>> BEGIN EXERCISE MATERIAL
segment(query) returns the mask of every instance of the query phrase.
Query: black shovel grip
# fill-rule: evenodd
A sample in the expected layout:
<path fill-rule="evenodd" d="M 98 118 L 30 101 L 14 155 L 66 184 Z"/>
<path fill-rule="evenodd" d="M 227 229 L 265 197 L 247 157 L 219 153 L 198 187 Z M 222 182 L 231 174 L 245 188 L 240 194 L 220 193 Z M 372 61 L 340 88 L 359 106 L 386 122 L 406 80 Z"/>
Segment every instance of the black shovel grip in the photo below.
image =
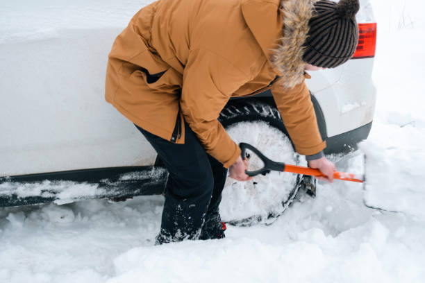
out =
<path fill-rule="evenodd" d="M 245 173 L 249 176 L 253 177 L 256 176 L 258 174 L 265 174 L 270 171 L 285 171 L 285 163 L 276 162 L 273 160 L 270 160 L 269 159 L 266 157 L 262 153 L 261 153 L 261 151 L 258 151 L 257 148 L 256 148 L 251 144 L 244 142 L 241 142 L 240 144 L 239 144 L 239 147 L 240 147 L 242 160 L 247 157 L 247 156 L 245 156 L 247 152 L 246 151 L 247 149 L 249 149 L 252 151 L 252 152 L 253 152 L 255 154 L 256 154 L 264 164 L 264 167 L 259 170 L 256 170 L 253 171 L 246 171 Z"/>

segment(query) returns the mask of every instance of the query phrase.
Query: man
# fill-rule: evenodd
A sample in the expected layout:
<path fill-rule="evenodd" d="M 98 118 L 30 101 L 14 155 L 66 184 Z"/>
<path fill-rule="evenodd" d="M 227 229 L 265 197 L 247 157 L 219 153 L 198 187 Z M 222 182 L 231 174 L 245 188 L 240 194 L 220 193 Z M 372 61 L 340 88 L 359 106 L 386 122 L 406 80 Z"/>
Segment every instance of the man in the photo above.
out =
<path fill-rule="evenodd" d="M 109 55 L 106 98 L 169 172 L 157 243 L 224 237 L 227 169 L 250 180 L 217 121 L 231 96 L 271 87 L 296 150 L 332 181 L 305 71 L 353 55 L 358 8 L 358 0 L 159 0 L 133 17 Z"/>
>> END EXERCISE MATERIAL
>> BEGIN EXERCISE MATERIAL
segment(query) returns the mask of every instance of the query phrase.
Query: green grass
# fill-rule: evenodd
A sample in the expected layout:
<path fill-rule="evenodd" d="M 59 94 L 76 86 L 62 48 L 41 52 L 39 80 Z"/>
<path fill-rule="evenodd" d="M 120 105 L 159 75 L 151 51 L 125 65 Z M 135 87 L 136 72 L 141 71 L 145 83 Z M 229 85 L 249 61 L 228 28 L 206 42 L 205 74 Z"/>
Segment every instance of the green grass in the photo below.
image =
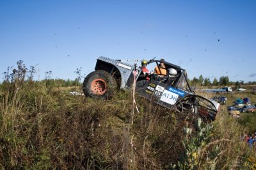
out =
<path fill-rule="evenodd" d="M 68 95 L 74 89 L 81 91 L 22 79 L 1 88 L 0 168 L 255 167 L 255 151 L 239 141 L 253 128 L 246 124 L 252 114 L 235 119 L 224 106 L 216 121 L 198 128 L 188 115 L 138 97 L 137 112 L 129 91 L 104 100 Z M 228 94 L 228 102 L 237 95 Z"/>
>> END EXERCISE MATERIAL
# EXERCISE BRIEF
Filter the entries above and copy out every line that contains the string "black". The match is case-sensitive.

# CORRECT OUTPUT
Query: black shovel grip
Segment every instance of the black shovel grip in the photo below.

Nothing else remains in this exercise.